§ **What is being asked**
Update the part of the forum thread on MOSFET gate breakdown from "Electronics > Beginners" to "and long term.)", replacing "multimeter" with "voltmeter" throughout that span.

§ **Page excerpt**
· · · ·

Electronics > Beginners
Mosfet gate breakdown survivable?
mzzj:
--- Quote from: amyk on September 09, 2018, 02:29:02 am ---That part you're using only has a 20V Vgs. If it survived it would probably die soon.
In any case a blown gate is definitely not "survivable", and you can check by measuring with a multimeter.
--- End quote ---
I have tested several different types of mosfets and all of them survived at least 80 volts to gate. Some non-logic level ones over 100 volts.
(Anyways its something to avoid as it's different case with hot die, fast pulse rates and long term.)
T3sl4co1l:
I've heard actual failures from 30 to 80V, with time being a factor as well (near actual breakdown, there is some charge injection into the gate oxide, causing a change in Vgs(th)). Note that hot-plugging transients can easily double that to 160V for a few microseconds (more if ceramic capacitors are present), which will toast anything.
Tim
bson:
--- Quote from: justinjja on September 15, 2018, 02:19:37 am ---Been a while since college,
but every way I tried to solve the circuit with an emitter resistor instead of a voltage divider didn't work out.
Am I solving that wrong?
--- End quote ---
Hmm. Well, time to dust off the college cobwebs. :)
Looking at the top half of the bridge, the resistance into the base of the 2N3904 is hFE*RE ≈ 100*100 ≈ 10kΩ. Assuming a 0.65V VBE drop, 4.35V/10kΩ = 0.43mA. IRE depends on the VBE drop, which is narrow range, and 1/hFE which is small since hFE is big, so the tolerance of IC is easily within a few percent when using a high-hFE transistor like the 2N3904. In reality it might have an hFE around 250-300, so the tolerance of RE will dominate, but 100 is a safe minimum.

· · · ·

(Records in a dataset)
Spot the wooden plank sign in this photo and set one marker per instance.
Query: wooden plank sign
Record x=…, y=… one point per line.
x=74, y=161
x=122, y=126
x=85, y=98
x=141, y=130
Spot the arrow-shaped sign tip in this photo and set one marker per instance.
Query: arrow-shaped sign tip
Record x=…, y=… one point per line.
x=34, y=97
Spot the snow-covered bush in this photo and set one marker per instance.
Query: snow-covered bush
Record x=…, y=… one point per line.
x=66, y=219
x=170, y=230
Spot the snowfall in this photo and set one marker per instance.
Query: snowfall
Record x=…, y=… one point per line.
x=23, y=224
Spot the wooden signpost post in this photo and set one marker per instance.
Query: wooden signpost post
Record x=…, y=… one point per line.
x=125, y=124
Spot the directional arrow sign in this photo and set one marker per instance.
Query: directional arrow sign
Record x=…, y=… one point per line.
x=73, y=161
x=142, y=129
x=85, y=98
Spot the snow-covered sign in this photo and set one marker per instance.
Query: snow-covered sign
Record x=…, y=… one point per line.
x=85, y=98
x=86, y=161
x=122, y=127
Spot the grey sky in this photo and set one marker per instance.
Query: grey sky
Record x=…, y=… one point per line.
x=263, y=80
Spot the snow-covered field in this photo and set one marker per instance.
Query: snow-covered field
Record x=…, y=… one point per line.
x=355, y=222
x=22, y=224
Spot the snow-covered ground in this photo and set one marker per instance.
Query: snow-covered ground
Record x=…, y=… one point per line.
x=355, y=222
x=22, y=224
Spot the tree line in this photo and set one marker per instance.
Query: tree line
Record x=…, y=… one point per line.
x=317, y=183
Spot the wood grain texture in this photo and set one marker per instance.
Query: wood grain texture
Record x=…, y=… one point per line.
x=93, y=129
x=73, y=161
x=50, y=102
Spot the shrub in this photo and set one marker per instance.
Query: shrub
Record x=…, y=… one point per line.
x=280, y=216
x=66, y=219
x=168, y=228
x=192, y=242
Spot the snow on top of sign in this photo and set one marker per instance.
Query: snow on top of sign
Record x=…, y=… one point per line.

· · · ·

§ **Result for this exercise**
Electronics > Beginners
Mosfet gate breakdown survivable?
mzzj:
--- Quote from: amyk on September 09, 2018, 02:29:02 am ---That part you're using only has a 20V Vgs. If it survived it would probably die soon.
In any case a blown gate is definitely not "survivable", and you can check by measuring with a voltmeter.
--- End quote ---
I have tested several different types of mosfets and all of them survived at least 80 volts to gate. Some non-logic level ones over 100 volts.
(Anyways its something to avoid as it's different case with hot die, fast pulse rates and long term.)